1. The first and absolutely incontrovertible conclusion is that this theory of successive ages must be a gross blunder, in its baleful effects on every branch of modern thought deplorable beyond computation. But it is now perfectly obvious that the geological distinctions as to age between the fossils are fantastic and unjustifiable. No one kind of true fossil can be proved to be older or younger than another intrinsically and necessarily, and the methods of reasoning by which this idea has been supported in the past are little else than a burlesque on modern scientific methods, and are a belated survival from the methods of the scholastics of the Middle Ages.
Not by any means that all rock deposits are of the same age. The lower ones in any particular locality are of course “older” than the upper ones, that is, they were deposited first. But from this it by no means follows that the fossils contained in these lower rocks came into being and lived and died before the fossils in the upper ones. The latter conclusion involves several additional assumptions which are wholly unscientific in spirit and incredible as matters of fact, one of which assumptions is the biological form of the onion-coat theory. But since thousands of modern living kinds of plants and animals are found in the fossil state, man included, and no one of them can be proved to have lived for a period of time alone and before others, we must by other methods, more scientific and accurate than the slipshod methods hitherto in vogue, attempt to decide as best we can how these various forms of life were buried, and how the past and the present are connected together. But the theory of definite successive ages, with the forms of life appearing on earth in a precise and invariable order, is dead for all coming time for every man who has had a chance to examine the evidence and has enough training in logic and scientific methods to know when a thing is really proved.
And how utterly absurd for the friends of the Bible to spend their time bandying arguments with the evolutionist over such minor details as the question of just what geological “age” should be assigned for the first appearance of man on the earth, when the evolutionist’s major premise is itself directly antagonistic to the most fundamental facts regarding the first chapters of the Bible, and above all, when this major premise is really the weakest spot in the whole theory, the one sore spot that evolutionists never want to have touched at all.
I fancy I hear some one object, and ask what we are to do with the systematic arrangement of the fossils, the so-called “geological succession,” that monument to the painstaking labors of thousands of scientists all over the world. This geological series is still on our hands; what are we to do with it?
It is scarcely necessary for me to say that this arrangement of the fossils is not at all affected by my criticism of the cause of the geological changes. The geological series is merely an old-time taxonomic series, a classification of the forms of life that used to live on the earth, and is of course just as artificial as any similar arrangement of the modern forms of life would be.

▸ Stored items:
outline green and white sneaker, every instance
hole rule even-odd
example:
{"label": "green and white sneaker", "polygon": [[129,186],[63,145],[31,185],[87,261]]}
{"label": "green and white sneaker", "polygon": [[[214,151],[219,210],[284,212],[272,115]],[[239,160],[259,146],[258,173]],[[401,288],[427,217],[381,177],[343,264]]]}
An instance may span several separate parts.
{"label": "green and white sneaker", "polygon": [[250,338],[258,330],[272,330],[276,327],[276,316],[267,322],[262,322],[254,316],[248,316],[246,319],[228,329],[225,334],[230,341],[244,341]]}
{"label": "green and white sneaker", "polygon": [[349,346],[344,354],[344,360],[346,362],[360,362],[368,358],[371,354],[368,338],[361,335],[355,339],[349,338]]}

▸ GOAL OF THE EXERCISE:
Find every word or phrase that the text on fossils and geological ages places in quotation marks. List them in the order they appear.

▸ TASK RESULT:
older
age
geological succession